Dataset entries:
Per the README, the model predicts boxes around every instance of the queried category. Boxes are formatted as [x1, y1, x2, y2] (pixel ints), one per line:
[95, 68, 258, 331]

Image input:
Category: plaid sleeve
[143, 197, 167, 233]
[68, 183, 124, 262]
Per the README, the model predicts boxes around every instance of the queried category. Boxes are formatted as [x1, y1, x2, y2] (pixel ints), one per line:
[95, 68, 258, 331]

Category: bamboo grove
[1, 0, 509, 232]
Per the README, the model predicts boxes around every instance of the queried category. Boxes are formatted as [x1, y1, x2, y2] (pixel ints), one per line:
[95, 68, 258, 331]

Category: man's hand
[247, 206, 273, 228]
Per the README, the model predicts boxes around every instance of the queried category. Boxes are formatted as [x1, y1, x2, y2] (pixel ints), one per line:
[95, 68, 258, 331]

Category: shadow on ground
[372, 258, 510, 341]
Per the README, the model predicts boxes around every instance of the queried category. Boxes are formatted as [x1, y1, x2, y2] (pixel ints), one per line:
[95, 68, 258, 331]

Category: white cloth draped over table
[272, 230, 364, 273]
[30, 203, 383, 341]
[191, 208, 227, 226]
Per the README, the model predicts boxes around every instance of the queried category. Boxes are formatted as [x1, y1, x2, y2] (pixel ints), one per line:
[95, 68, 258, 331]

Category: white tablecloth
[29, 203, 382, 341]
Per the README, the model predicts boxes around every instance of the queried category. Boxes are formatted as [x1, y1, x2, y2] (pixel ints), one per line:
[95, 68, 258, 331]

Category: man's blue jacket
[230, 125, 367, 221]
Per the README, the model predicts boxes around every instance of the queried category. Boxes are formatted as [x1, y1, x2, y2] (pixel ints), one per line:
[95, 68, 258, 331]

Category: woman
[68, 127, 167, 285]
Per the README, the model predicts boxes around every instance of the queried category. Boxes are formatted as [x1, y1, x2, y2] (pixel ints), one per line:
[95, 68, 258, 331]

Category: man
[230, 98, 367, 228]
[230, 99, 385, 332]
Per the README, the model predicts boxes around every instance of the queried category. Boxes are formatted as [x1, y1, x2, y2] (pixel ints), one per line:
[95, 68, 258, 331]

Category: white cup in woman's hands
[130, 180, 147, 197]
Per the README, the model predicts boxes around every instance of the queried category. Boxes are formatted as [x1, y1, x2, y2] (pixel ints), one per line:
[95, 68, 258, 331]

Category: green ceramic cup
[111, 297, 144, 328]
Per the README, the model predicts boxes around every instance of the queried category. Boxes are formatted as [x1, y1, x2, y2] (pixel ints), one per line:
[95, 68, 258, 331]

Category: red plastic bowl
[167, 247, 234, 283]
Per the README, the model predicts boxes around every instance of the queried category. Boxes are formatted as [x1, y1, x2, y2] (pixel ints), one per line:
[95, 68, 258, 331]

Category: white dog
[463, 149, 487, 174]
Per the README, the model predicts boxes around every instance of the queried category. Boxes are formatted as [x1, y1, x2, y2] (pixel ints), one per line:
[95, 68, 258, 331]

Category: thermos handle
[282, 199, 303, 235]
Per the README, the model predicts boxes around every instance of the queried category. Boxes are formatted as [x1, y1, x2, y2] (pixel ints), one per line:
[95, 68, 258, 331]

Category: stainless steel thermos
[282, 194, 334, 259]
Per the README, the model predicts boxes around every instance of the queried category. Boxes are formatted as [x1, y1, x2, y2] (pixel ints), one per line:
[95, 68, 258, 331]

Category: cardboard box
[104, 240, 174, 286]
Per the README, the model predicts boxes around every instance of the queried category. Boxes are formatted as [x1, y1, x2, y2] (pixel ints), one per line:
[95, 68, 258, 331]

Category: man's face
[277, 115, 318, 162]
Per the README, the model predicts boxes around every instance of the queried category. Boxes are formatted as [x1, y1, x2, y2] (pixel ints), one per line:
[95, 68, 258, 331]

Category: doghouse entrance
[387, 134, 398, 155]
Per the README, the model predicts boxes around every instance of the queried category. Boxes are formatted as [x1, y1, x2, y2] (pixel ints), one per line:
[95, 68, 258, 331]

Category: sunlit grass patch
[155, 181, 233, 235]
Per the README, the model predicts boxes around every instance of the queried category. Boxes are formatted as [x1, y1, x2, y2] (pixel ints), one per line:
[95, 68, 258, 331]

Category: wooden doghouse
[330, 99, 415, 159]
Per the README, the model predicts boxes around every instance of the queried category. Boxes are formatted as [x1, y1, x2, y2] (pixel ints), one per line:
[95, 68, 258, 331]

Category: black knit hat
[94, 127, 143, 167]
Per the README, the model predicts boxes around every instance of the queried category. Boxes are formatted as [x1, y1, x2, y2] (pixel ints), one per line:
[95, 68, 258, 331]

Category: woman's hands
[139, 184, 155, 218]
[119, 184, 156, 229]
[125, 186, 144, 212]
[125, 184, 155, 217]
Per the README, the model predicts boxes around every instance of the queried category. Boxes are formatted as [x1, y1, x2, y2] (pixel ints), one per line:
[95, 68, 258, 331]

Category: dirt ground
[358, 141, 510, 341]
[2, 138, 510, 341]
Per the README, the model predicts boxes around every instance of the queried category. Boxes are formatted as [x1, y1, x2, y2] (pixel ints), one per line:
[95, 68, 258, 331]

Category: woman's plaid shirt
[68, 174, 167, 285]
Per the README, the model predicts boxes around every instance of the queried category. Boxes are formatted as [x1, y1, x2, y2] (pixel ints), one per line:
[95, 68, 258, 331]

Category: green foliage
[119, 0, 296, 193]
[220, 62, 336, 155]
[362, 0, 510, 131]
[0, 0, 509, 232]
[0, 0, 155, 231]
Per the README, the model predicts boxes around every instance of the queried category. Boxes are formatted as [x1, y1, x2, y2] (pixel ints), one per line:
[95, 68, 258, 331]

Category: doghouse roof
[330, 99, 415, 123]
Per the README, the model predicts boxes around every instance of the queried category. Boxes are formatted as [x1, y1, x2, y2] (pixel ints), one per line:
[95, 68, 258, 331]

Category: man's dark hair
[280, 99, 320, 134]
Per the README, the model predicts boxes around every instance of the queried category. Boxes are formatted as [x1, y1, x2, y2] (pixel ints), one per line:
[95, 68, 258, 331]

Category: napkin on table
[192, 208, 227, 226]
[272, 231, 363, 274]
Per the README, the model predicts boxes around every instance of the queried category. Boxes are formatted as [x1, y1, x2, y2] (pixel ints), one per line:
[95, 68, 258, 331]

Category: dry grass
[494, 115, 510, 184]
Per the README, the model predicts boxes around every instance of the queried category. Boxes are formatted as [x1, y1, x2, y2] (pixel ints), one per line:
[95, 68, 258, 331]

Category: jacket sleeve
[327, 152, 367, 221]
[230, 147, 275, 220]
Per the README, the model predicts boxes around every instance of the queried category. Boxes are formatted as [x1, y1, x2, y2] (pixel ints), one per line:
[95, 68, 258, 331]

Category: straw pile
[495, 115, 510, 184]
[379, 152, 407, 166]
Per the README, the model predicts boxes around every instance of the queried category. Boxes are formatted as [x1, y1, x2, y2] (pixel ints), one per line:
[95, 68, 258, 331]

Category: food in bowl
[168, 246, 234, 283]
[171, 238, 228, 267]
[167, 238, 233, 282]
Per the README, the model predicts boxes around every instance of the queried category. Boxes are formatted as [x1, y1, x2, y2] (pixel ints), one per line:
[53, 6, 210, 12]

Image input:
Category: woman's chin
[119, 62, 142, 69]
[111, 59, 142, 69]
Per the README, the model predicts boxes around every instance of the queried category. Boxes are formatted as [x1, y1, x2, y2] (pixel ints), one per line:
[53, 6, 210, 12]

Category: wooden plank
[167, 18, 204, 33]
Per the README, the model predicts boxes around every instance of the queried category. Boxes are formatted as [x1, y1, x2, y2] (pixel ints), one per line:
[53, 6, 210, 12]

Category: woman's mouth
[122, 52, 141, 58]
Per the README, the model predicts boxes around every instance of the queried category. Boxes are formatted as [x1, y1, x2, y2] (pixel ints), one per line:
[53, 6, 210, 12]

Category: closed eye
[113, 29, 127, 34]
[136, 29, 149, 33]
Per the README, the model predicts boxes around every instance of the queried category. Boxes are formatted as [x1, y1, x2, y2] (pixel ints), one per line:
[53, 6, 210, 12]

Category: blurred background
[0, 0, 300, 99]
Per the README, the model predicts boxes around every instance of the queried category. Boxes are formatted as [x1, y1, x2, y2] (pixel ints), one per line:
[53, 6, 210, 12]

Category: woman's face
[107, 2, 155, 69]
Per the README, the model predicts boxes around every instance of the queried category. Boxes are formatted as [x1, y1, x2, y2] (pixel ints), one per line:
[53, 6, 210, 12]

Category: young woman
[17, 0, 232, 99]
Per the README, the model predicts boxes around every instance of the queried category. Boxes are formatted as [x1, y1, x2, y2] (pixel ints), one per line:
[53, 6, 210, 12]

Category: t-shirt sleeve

* **How to complete this task**: Each line from the one containing "Category: woman's mouth" through the last line of the entries is to be copied exactly, with no other lines added.

* **Result**:
Category: woman's mouth
[122, 52, 141, 58]
Per the README, the model predicts boxes around every instance of the queried category. Boxes are formatted as [x1, y1, x2, y2] (pixel ints), one per line:
[53, 6, 210, 12]

Category: closed eye
[113, 29, 127, 34]
[136, 29, 149, 33]
Per the README, the model predicts boxes around every instance of the queried category. Boxes are formatted as [x1, y1, x2, y2] (pixel ints), one per line:
[53, 6, 210, 12]

Category: blurred background
[0, 0, 300, 99]
Per the README, the model predicts boxes around every instance of the queried category. Boxes are formatted as [x1, y1, x2, y2] (pixel ints), one per line:
[53, 6, 210, 12]

Category: woman's face
[107, 2, 155, 69]
Per the README, the model predicts boxes around every instance of the queried category. Boxes are formatted as [x1, y1, x2, y2] (pixel ints), one per line:
[53, 6, 210, 12]

Category: young woman
[17, 0, 232, 99]
Per the README, the model predicts boxes around every instance of the queried category. Boxes are formatted as [x1, y1, x2, y2] (pixel ints), one per line:
[53, 6, 210, 12]

Category: t-shirt sleeve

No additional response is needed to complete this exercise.